_Instructions to follow_. List every line in the records below that contains the word "mustard". Case counts.
Start of Source data
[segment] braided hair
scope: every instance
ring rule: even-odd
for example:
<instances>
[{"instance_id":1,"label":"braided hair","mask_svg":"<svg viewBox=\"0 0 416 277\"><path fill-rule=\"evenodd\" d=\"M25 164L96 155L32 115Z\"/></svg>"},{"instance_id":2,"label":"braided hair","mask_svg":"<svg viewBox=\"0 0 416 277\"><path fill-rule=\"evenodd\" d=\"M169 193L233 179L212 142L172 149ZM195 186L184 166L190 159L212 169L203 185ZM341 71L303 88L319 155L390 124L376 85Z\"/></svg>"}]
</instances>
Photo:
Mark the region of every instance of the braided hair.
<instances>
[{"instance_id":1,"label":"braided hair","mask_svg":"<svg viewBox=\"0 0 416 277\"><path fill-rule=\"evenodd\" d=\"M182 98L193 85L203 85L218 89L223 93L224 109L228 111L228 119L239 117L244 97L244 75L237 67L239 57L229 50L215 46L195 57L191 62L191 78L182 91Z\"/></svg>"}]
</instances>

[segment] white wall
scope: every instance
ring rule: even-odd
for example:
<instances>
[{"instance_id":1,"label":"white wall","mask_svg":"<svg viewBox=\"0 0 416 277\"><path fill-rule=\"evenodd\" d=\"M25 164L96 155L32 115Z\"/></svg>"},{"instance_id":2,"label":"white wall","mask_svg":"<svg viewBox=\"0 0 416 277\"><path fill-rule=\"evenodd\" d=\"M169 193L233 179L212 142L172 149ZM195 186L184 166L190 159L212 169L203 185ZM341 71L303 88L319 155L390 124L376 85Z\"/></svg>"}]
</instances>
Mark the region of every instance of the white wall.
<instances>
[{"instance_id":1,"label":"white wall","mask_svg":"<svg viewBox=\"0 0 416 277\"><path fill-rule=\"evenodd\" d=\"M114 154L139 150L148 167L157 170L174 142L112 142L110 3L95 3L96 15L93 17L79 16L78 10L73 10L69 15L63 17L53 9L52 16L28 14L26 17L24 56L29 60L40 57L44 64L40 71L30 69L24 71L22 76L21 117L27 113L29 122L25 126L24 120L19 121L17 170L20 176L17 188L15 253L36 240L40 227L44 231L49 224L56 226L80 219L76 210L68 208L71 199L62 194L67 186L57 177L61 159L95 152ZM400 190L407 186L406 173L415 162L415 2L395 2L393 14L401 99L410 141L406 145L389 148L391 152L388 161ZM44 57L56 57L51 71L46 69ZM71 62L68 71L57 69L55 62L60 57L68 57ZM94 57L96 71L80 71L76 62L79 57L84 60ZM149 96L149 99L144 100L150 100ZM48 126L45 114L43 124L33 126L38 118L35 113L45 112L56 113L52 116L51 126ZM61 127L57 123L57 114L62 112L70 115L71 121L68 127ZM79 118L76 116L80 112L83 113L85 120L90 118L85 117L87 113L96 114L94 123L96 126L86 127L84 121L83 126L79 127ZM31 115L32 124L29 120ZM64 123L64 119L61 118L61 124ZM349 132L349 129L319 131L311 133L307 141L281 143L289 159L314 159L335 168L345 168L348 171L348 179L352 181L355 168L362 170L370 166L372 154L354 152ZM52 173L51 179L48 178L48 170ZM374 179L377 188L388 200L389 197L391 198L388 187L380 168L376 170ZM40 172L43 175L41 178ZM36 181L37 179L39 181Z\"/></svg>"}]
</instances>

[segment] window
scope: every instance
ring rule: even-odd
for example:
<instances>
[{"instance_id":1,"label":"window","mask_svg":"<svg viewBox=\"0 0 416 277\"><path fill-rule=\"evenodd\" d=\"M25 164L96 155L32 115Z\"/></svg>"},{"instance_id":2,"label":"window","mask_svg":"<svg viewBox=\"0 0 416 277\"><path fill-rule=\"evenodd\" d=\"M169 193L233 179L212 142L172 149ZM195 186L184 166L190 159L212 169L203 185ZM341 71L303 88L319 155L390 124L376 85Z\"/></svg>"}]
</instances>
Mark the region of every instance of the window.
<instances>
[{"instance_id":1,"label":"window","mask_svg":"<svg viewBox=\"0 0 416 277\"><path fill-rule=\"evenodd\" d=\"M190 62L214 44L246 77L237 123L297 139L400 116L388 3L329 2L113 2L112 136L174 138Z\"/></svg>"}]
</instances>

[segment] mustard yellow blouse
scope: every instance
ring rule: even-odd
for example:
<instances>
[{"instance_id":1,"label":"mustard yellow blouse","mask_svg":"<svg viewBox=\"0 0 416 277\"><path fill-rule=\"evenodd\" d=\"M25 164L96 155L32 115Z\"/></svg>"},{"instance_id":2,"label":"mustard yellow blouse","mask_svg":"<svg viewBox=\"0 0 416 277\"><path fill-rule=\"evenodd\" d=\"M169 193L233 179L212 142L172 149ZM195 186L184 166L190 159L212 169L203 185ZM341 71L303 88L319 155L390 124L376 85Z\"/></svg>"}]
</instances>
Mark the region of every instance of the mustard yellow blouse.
End of Source data
_Result for this exercise_.
[segment] mustard yellow blouse
[{"instance_id":1,"label":"mustard yellow blouse","mask_svg":"<svg viewBox=\"0 0 416 277\"><path fill-rule=\"evenodd\" d=\"M25 164L96 155L32 115Z\"/></svg>"},{"instance_id":2,"label":"mustard yellow blouse","mask_svg":"<svg viewBox=\"0 0 416 277\"><path fill-rule=\"evenodd\" d=\"M169 193L233 179L212 142L172 149ZM195 186L184 166L190 159L212 169L203 185ZM341 71L303 88L319 155L390 124L376 85Z\"/></svg>"}]
Mark the region of every instance of the mustard yellow blouse.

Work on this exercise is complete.